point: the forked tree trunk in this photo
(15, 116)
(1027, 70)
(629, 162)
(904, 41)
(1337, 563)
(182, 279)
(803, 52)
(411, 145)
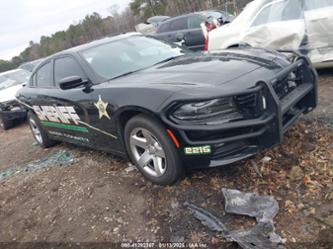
********
*THE TASK*
Count the lines of the records that contain the word "trunk". Reply with the number only.

*RESULT*
1